------ DATASET RECORDS ------
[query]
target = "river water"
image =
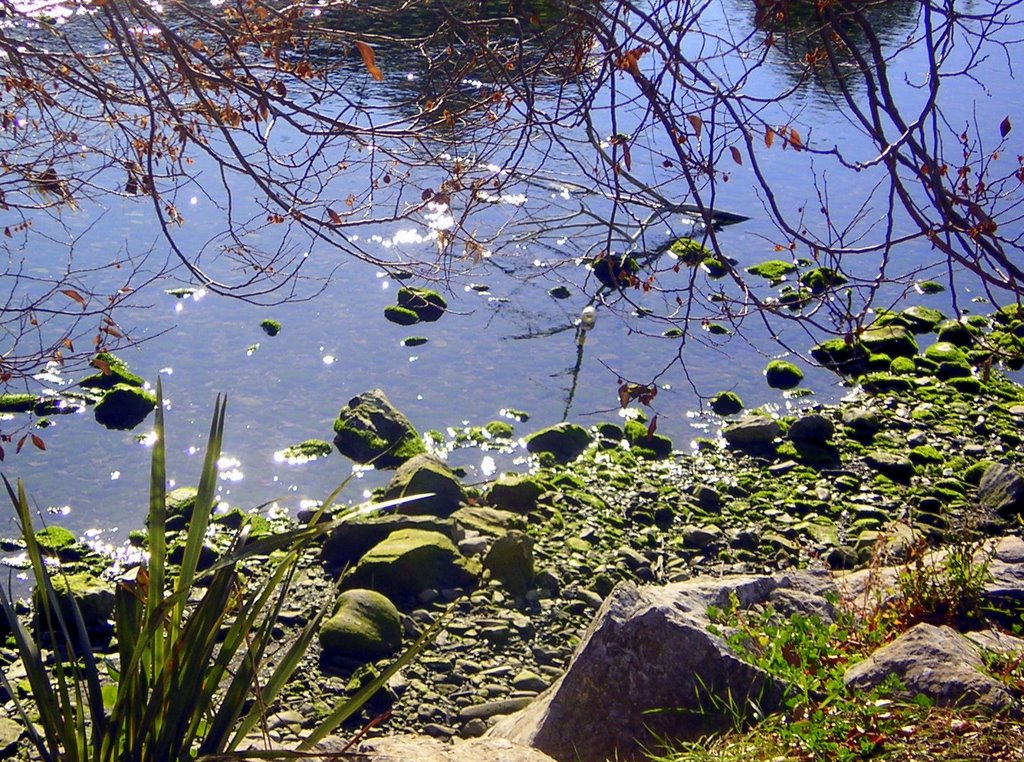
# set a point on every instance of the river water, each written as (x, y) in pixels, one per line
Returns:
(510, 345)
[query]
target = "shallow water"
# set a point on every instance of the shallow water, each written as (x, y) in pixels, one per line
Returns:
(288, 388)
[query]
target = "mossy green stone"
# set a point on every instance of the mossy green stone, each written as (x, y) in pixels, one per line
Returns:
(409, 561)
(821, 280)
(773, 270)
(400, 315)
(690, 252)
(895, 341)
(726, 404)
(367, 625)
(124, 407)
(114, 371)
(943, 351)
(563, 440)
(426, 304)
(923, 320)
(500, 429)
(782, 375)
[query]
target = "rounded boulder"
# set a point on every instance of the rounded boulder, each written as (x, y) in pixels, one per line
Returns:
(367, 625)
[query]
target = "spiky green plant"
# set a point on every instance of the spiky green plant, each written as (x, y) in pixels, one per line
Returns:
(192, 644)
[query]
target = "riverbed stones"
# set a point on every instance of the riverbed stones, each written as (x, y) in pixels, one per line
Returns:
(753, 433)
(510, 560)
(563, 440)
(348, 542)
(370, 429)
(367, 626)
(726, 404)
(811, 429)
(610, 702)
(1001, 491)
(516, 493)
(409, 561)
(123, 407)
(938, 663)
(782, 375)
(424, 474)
------
------ DATASET RECORDS ------
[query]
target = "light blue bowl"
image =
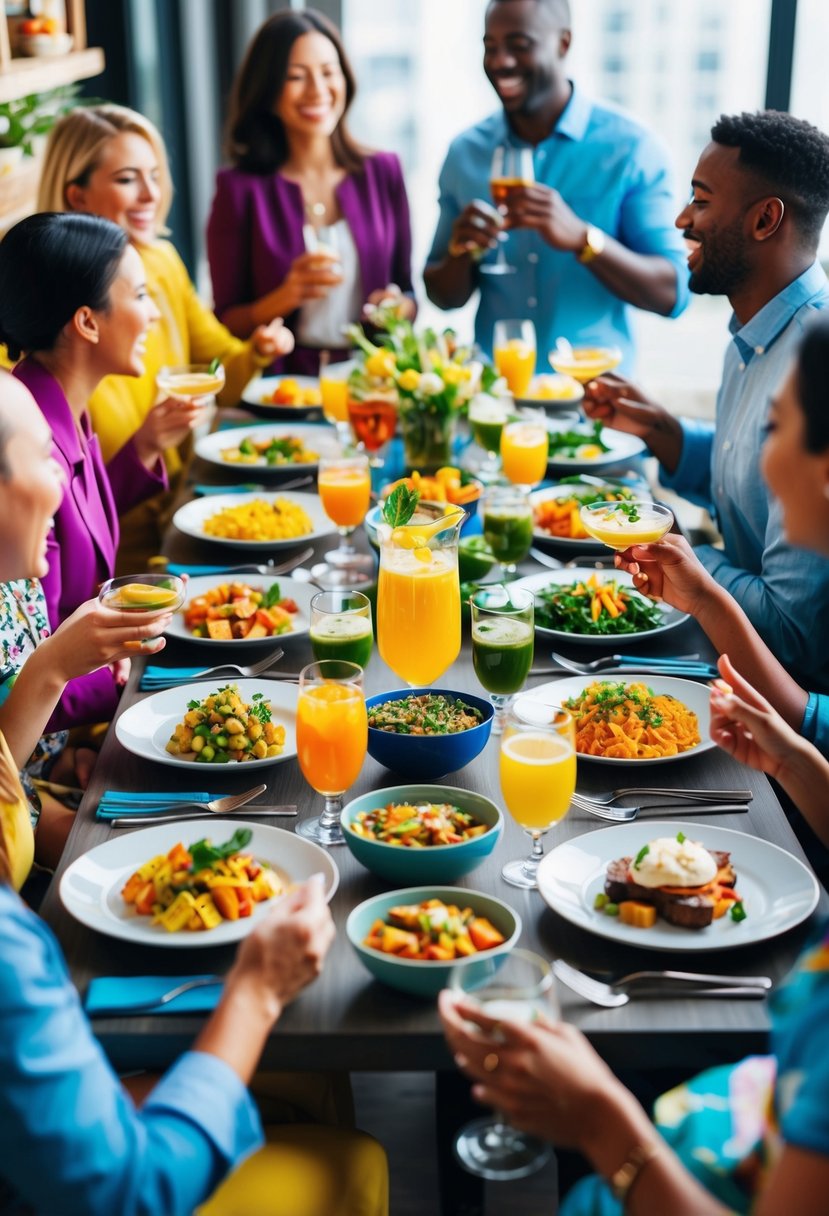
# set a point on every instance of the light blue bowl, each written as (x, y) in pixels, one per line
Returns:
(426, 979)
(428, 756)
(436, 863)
------
------ DATASET RECORDS ------
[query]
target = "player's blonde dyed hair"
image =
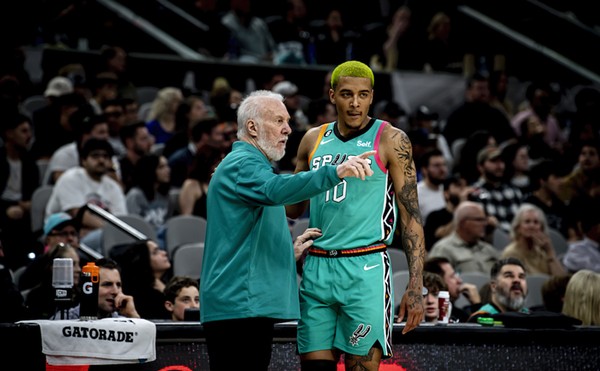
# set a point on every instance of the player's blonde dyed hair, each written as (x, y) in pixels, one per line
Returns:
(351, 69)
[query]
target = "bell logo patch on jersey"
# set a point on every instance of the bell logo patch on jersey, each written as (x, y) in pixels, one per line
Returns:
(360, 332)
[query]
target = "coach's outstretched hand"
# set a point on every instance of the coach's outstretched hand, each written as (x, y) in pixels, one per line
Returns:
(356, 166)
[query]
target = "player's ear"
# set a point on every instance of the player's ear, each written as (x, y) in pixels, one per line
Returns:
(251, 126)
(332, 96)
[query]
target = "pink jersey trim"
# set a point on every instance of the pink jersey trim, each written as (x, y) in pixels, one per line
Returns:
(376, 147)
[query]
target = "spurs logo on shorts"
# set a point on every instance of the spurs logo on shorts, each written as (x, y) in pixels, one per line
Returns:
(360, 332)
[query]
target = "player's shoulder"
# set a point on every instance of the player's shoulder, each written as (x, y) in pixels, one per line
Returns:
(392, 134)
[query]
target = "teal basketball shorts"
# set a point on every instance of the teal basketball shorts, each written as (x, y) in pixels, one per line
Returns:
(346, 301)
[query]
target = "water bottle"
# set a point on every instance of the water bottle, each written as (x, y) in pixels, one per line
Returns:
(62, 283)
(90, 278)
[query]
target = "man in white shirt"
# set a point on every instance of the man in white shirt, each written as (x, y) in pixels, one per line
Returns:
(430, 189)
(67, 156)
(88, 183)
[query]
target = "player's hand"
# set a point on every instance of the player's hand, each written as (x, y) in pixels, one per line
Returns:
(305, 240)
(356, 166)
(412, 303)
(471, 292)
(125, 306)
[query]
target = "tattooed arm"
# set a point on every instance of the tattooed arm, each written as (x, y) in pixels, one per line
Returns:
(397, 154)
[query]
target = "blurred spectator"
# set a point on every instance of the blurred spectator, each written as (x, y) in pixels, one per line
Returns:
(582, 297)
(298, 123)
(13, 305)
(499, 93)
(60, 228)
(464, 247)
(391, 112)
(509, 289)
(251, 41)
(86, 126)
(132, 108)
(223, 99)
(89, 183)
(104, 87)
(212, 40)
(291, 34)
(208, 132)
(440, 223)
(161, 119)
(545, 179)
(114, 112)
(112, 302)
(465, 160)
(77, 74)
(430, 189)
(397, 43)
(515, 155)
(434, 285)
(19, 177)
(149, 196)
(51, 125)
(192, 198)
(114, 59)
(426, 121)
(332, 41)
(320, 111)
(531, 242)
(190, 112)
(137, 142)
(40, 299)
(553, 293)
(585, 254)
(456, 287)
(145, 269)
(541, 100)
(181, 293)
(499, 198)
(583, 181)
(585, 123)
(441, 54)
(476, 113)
------
Pick out every row above that contains the word "light", treating uppercase and lowercase as different.

§ **SOLUTION TO THIS PROBLEM**
target = "light blue bowl"
# set a point on every instance of the light blue bowl, each written as (x, y) in pixels, one per line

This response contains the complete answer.